[[ TEXT, beginning ]]

(Tom Wolf is raising the roof...on licensing rules that make it harder to find work in Pennsylvania)
Nearly 25% of all U.S. workers now need a license from the state to do their job, thanks to a growing tangle of state-level employment laws known as occupational licensing.
Pennsylvania has 29 boards and commissions that license 255 different occupations, representing over one million workers, or 1 in 5.
Economists and experts have been sounding the alarm about this trend for several years now, pointing out how the often-conflicting state requirements make it increasingly difficult for people to find work in a new state, and how the high degree of variation between state job training requirements suggests the proliferation of these laws may be driven more by regulatory capture than more innocent concerns over health, safety, and quality control.
Because the main action happens at the state level, and tends to be the business of various obscure committees and licensing boards, the process is fairly invisible to the public, except on a few occasions when it spills out into the open. Sometimes when the stakes are especially high, affected groups will run public relations campaigns around particular licensing fights, like the great Optometrists vs. Opthalmologists battle of 2012, or the ongoing nurse practictioners vs. doctors skirmishing, where nurse practitioners are lobbying for expanded scope of practice rules that would cut into doctors' bottom lines, but create some cheaper primary care options for patients. Most licensing bills don't get this kind of attention though, which is how this has quietly snowballed into one of the most important economic policy issues facing states.
Despite these warnings, most states have continued on autopilot, expanding licensing requirements to more professions, but in Pennsylvania, there's more of a concerted effort to reverse course. Governor Tom Wolf has called on the General Assembly to take action on several fronts related to this, and even called for the repeal of 13 different licenses currently required by law:
- Auctioneers, only require registration and bonding.

[[ TEXT, end ]]
[[ EXTRACTED DATA, beginning ]]

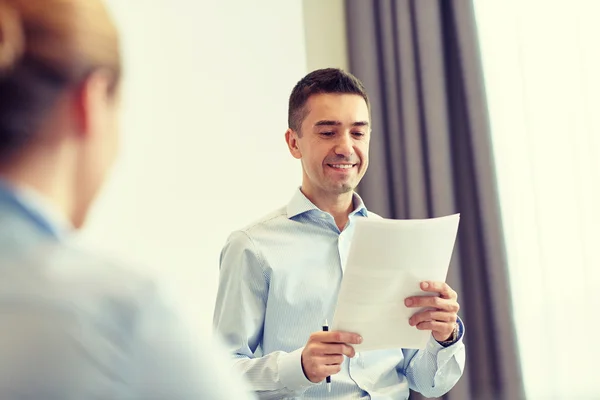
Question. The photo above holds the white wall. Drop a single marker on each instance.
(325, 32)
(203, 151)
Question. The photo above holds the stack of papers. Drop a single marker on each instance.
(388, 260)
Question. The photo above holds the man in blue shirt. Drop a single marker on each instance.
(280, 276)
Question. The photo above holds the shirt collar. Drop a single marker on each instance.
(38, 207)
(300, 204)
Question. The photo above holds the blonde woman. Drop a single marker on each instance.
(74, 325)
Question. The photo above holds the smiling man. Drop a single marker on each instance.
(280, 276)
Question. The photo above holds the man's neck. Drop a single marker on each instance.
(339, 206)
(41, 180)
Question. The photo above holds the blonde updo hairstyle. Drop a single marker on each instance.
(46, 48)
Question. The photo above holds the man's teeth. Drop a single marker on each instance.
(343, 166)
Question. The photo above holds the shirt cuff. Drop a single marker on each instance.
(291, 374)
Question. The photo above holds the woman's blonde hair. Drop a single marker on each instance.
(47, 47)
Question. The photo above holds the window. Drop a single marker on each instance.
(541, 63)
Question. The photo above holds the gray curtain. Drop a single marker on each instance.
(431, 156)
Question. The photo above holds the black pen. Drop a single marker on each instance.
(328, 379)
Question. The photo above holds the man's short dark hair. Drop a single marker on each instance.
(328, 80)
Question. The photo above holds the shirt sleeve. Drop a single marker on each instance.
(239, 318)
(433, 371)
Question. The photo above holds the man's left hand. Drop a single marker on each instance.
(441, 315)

[[ EXTRACTED DATA, end ]]
[[ EXTRACTED DATA, beginning ]]

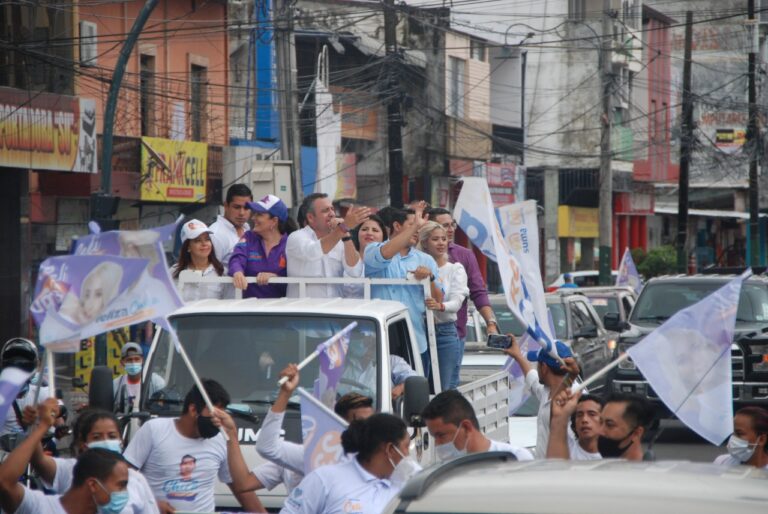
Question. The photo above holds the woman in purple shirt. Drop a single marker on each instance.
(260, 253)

[[ EXTRACTED DATA, end ]]
[[ EXTRACTED DATA, beginning ]]

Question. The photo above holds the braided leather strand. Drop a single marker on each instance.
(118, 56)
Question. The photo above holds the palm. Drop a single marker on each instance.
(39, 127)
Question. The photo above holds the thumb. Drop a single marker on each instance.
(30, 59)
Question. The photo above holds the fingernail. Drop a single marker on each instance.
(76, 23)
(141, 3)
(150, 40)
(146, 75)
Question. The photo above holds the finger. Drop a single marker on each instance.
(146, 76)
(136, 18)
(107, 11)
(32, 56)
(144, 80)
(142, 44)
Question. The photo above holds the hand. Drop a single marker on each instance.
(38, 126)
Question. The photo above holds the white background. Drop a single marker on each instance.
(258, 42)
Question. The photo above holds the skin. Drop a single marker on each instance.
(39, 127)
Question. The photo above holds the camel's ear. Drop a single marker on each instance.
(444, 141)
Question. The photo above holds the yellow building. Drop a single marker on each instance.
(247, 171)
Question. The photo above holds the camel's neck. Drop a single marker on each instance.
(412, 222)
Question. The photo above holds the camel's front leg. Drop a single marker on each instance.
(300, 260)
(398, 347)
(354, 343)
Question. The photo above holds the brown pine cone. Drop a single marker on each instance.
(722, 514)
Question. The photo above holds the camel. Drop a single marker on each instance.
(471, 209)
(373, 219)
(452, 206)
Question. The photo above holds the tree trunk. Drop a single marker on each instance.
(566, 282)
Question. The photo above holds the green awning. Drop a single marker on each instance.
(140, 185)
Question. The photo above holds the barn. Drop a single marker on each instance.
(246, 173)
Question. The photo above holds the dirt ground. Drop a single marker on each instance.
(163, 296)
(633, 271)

[[ EXTRACTED DATA, end ]]

> WORK INSTRUCTION 1
Answer these from the text on Pennsylvania occupational licensing:
(a) What share of all U.S. workers now need a state license to do their job?
(b) How many boards and commissions does Pennsylvania have for licensing?
(c) How many licenses did Governor Tom Wolf call to repeal?
> WORK INSTRUCTION 2
Name every occupation mentioned in the licensing text.
> WORK INSTRUCTION 3
Pick up the Pennsylvania licensing text after its final line and write what comes next.
You can set the rows aside; none of the work here uses them.

> RESPONSE 1
(a) Nearly 25%
(b) 29
(c) 13

> RESPONSE 2
Optometrists
Opthalmologists
Nurse practitioners
Doctors
Auctioneers

> RESPONSE 3
- Barbers, only require certification from a licensed barber school, passage of examination, minimum hours of training, and registration with the State Board of Barber Examiners.
- Cemetery Broker/Cemetery Salesperson, only require passage of relevant examination, 60 hours of instruction and registration.
- Campground Membership Salesperson, only require registration with the State Real Estate Commission.
- Natural Hair Braiding License, eliminate this license.
- Orthotic fitter/Orthotist/Pedorthist/Prosthetist, only require credentialing, passage of an education program, training, and minimum hours of training.
- Practitioner of Oriental Medicine, maintain existing, but separate acupuncturist licensing requirement to protect public health and safety.
- Rental Listing Referral Agent, only require registration with the State Real Estate Commission.
- Vehicle Factory Representative, only require registration with the State Board of Vehicle Manufacturers, Dealers, and Salespersons.
Wolf also called on the legislature to ease relocation for military spouses, pass "Second Chance" legislation to reduce employment barriers like the 10-year ban on licensing for anyone convicted of a drug-related felony, and rebalancing continuing education and training requirements to the levels provided for in state law.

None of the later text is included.